● Directive
Turn the data below into a JSON list of strings, one string per line and no entries for blank lines, covering all of it. Leave the pictures out.

● Dataset content
** begin **

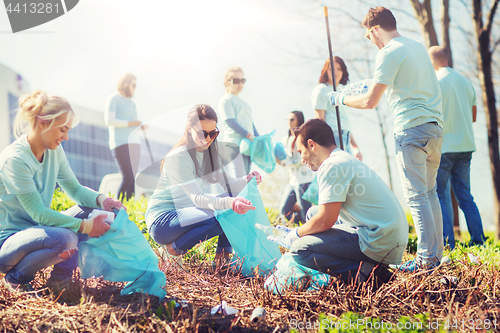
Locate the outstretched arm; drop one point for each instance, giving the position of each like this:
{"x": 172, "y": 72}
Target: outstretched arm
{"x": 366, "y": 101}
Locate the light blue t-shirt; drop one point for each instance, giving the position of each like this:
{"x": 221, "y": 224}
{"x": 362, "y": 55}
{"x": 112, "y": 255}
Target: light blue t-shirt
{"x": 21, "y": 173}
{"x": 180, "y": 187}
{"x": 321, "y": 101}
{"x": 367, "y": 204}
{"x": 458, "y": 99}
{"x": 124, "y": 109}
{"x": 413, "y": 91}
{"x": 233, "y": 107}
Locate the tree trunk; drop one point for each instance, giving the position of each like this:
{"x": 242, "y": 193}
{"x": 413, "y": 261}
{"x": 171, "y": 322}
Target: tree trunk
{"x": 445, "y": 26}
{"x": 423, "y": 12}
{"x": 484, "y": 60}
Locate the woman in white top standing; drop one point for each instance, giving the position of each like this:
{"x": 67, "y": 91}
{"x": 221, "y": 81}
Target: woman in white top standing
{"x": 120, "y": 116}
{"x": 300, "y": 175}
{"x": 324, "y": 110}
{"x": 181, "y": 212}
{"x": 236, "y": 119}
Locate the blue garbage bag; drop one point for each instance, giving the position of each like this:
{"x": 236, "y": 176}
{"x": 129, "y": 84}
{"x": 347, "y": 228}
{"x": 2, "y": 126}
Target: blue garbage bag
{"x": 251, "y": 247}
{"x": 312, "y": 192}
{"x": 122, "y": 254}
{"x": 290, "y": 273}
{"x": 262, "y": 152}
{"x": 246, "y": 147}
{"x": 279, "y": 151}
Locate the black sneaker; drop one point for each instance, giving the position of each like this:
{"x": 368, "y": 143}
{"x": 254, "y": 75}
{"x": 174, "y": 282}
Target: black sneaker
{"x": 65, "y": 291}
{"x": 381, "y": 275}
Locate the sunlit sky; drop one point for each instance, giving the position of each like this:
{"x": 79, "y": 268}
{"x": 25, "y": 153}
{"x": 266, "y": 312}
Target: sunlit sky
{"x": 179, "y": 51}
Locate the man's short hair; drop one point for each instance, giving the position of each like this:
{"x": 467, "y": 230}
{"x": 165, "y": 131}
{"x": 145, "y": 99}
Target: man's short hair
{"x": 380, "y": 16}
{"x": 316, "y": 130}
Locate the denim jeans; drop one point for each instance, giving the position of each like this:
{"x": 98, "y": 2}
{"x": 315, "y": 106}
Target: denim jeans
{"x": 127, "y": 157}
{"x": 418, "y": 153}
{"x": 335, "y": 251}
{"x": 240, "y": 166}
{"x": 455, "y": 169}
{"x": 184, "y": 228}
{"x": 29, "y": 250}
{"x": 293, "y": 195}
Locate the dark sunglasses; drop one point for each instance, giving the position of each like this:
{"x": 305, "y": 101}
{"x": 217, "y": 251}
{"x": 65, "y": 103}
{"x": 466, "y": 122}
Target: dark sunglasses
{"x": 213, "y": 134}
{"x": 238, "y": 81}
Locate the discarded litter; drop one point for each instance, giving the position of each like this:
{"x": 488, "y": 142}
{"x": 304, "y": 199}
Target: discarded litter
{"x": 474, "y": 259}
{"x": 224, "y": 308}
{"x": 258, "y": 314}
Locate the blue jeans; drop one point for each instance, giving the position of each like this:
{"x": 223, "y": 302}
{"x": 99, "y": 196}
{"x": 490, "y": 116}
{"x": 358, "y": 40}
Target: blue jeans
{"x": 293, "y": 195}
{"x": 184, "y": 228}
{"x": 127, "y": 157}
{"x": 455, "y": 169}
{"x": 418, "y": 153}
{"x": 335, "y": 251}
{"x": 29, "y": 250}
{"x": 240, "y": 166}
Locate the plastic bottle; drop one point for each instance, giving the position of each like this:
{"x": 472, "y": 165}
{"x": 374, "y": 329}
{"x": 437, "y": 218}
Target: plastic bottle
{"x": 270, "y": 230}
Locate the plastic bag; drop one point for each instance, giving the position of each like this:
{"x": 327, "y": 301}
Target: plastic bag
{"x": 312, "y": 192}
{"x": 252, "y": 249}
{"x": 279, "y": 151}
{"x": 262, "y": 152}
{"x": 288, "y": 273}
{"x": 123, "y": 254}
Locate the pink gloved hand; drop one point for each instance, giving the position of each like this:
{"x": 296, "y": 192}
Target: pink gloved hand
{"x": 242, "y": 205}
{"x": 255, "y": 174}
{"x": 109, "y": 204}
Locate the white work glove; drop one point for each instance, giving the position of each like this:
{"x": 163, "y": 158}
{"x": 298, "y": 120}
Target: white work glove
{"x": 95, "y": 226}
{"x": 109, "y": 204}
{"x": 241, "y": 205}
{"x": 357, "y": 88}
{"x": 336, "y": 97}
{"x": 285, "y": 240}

** end **

● Written solution
[
  "Locate the outstretched arm; drop one point for each instance, giving the position of each like this:",
  "{\"x\": 172, \"y\": 72}",
  "Target: outstretched arm",
  "{\"x\": 366, \"y\": 101}",
  "Locate the light blue t-shirt; drop one point for each instance, giving the position of each like this:",
  "{\"x\": 221, \"y\": 224}",
  "{\"x\": 362, \"y\": 55}",
  "{\"x\": 112, \"y\": 255}",
  "Target: light blue t-shirt",
  "{\"x\": 21, \"y\": 173}",
  "{\"x\": 180, \"y\": 187}",
  "{\"x\": 321, \"y\": 101}",
  "{\"x\": 367, \"y\": 204}",
  "{\"x\": 458, \"y\": 99}",
  "{\"x\": 124, \"y\": 109}",
  "{\"x\": 413, \"y\": 91}",
  "{\"x\": 233, \"y\": 107}",
  "Locate the tree trunk; drop one point for each instance, giving the position of each like this:",
  "{\"x\": 242, \"y\": 193}",
  "{\"x\": 413, \"y\": 261}",
  "{\"x\": 171, \"y\": 322}",
  "Target: tree trunk",
  "{\"x\": 445, \"y\": 26}",
  "{\"x\": 423, \"y\": 12}",
  "{\"x\": 484, \"y\": 60}",
  "Locate the woman in white top standing; drop one point for each instance, giving the position of each like this:",
  "{\"x\": 67, \"y\": 91}",
  "{\"x\": 221, \"y\": 81}",
  "Target: woman in white top standing",
  "{\"x\": 120, \"y\": 116}",
  "{\"x\": 300, \"y\": 175}",
  "{\"x\": 324, \"y\": 110}",
  "{\"x\": 181, \"y\": 212}",
  "{\"x\": 236, \"y\": 119}",
  "Locate the blue garbage bag; drop one point for each instance, giving the position of each like this:",
  "{\"x\": 236, \"y\": 176}",
  "{\"x\": 129, \"y\": 84}",
  "{\"x\": 347, \"y\": 228}",
  "{\"x\": 2, \"y\": 126}",
  "Target: blue garbage bag",
  "{\"x\": 251, \"y\": 247}",
  "{\"x\": 312, \"y\": 192}",
  "{\"x\": 122, \"y\": 254}",
  "{\"x\": 290, \"y\": 273}",
  "{\"x\": 262, \"y\": 152}",
  "{\"x\": 246, \"y\": 147}",
  "{\"x\": 279, \"y\": 151}",
  "Locate the black sneaker; drop one point for each instance, giving the position of each like this:",
  "{\"x\": 368, \"y\": 143}",
  "{\"x\": 254, \"y\": 75}",
  "{\"x\": 174, \"y\": 282}",
  "Target: black sneaker",
  "{\"x\": 65, \"y\": 291}",
  "{\"x\": 381, \"y\": 275}",
  "Locate the sunlit sky; drop one point for each instance, giving the position of each like this:",
  "{\"x\": 79, \"y\": 268}",
  "{\"x\": 25, \"y\": 153}",
  "{\"x\": 266, \"y\": 312}",
  "Target: sunlit sky",
  "{\"x\": 179, \"y\": 51}",
  "Locate the man's short hair; drop one point for each instance, giving the position of each like this:",
  "{\"x\": 467, \"y\": 230}",
  "{\"x\": 165, \"y\": 131}",
  "{\"x\": 145, \"y\": 99}",
  "Target: man's short hair",
  "{\"x\": 380, \"y\": 16}",
  "{\"x\": 316, \"y\": 130}",
  "Locate the denim jeans; drop one point for each instance, giving the position of each like this:",
  "{\"x\": 98, \"y\": 2}",
  "{\"x\": 315, \"y\": 106}",
  "Target: denim jeans",
  "{\"x\": 127, \"y\": 157}",
  "{\"x\": 418, \"y\": 153}",
  "{\"x\": 335, \"y\": 251}",
  "{\"x\": 240, \"y\": 166}",
  "{\"x\": 455, \"y\": 169}",
  "{\"x\": 184, \"y\": 228}",
  "{\"x\": 29, \"y\": 250}",
  "{\"x\": 293, \"y\": 195}",
  "Locate the dark sunglasses; drop one point for each instance, giving the position of each like this:",
  "{\"x\": 305, \"y\": 101}",
  "{\"x\": 217, \"y\": 251}",
  "{\"x\": 65, \"y\": 103}",
  "{\"x\": 466, \"y\": 122}",
  "Target: dark sunglasses",
  "{\"x\": 213, \"y\": 134}",
  "{\"x\": 238, \"y\": 81}",
  "Locate the discarded litter; drop one point for each instance, giving the position of each like this:",
  "{\"x\": 488, \"y\": 142}",
  "{\"x\": 304, \"y\": 199}",
  "Target: discarded litter",
  "{\"x\": 474, \"y\": 259}",
  "{\"x\": 224, \"y\": 308}",
  "{\"x\": 258, \"y\": 314}",
  "Locate the blue jeans; drop one point for each instance, giving the position of each like this:",
  "{\"x\": 223, \"y\": 302}",
  "{\"x\": 99, \"y\": 196}",
  "{\"x\": 490, \"y\": 116}",
  "{\"x\": 358, \"y\": 40}",
  "Target: blue jeans",
  "{\"x\": 293, \"y\": 195}",
  "{\"x\": 184, \"y\": 228}",
  "{\"x\": 127, \"y\": 157}",
  "{\"x\": 455, \"y\": 169}",
  "{\"x\": 418, \"y\": 153}",
  "{\"x\": 335, \"y\": 251}",
  "{\"x\": 29, \"y\": 250}",
  "{\"x\": 240, \"y\": 166}",
  "Locate the plastic bottle; drop one point for each instance, giving the position of each like this:",
  "{\"x\": 472, \"y\": 165}",
  "{\"x\": 374, \"y\": 329}",
  "{\"x\": 437, \"y\": 218}",
  "Target: plastic bottle",
  "{\"x\": 270, \"y\": 230}",
  "Locate the plastic bag; drop one point for each instance, giving the position of each like this:",
  "{\"x\": 327, \"y\": 301}",
  "Target: plastic bag",
  "{\"x\": 312, \"y\": 192}",
  "{\"x\": 252, \"y\": 249}",
  "{\"x\": 279, \"y\": 151}",
  "{\"x\": 262, \"y\": 152}",
  "{\"x\": 288, \"y\": 273}",
  "{\"x\": 123, \"y\": 254}",
  "Locate the pink gloved hand; drop one point for each instance, giving the position of each like this:",
  "{\"x\": 296, \"y\": 192}",
  "Target: pink gloved hand",
  "{\"x\": 242, \"y\": 205}",
  "{\"x\": 255, \"y\": 174}",
  "{\"x\": 109, \"y\": 204}",
  "Locate the white work glove; drop one point for each instance, giving the position of each like this:",
  "{\"x\": 163, \"y\": 158}",
  "{\"x\": 298, \"y\": 120}",
  "Target: white work glove",
  "{\"x\": 95, \"y\": 226}",
  "{\"x\": 109, \"y\": 204}",
  "{\"x\": 241, \"y\": 205}",
  "{\"x\": 357, \"y\": 88}",
  "{\"x\": 336, \"y\": 97}",
  "{\"x\": 285, \"y\": 240}"
]